───── Provided records ─────

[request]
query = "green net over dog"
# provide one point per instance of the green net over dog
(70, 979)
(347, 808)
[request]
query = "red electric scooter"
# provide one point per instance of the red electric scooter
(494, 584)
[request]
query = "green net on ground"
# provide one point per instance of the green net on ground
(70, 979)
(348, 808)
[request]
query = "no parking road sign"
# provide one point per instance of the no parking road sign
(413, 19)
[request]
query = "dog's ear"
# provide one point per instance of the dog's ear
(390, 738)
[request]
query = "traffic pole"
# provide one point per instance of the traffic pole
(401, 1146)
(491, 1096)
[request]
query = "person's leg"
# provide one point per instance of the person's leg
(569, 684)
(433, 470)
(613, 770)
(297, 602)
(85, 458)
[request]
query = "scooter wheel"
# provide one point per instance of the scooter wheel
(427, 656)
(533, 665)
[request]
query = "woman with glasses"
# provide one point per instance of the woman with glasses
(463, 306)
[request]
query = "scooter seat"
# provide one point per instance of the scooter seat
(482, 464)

─────
───── Provided records ─────

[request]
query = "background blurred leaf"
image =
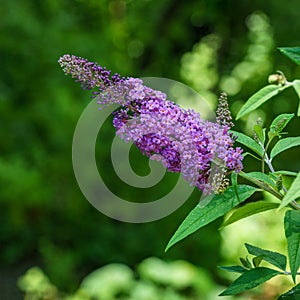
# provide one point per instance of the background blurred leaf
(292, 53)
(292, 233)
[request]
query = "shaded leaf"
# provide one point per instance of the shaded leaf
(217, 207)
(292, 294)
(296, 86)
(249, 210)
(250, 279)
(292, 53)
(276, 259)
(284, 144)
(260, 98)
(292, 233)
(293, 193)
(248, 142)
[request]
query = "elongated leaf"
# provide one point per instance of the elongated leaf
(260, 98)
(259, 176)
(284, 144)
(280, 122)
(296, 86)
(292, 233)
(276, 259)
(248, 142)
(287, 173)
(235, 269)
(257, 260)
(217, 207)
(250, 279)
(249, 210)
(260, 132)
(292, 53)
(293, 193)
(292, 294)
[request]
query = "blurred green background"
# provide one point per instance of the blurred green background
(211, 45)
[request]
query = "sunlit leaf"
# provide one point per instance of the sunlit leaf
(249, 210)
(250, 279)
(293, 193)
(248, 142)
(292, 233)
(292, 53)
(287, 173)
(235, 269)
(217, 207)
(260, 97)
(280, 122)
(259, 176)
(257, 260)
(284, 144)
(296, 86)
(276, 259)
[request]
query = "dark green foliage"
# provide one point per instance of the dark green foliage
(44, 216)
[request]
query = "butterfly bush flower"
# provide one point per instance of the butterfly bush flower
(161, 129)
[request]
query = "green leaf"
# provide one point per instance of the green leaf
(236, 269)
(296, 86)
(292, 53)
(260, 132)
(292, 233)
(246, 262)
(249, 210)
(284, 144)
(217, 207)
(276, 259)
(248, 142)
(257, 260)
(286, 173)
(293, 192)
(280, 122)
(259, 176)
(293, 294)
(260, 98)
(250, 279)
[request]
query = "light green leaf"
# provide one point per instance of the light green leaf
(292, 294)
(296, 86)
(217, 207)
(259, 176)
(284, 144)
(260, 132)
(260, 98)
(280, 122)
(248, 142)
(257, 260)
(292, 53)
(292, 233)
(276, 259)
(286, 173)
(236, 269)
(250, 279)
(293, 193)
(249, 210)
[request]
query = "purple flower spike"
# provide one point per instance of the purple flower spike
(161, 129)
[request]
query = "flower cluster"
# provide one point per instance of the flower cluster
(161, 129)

─────

• _Task description_: Which lines in the rows contain the word "cluster"? Copy each of those lines.

• _Reply to the task_:
query = "flower cluster"
# provide one point per instance of the flower cluster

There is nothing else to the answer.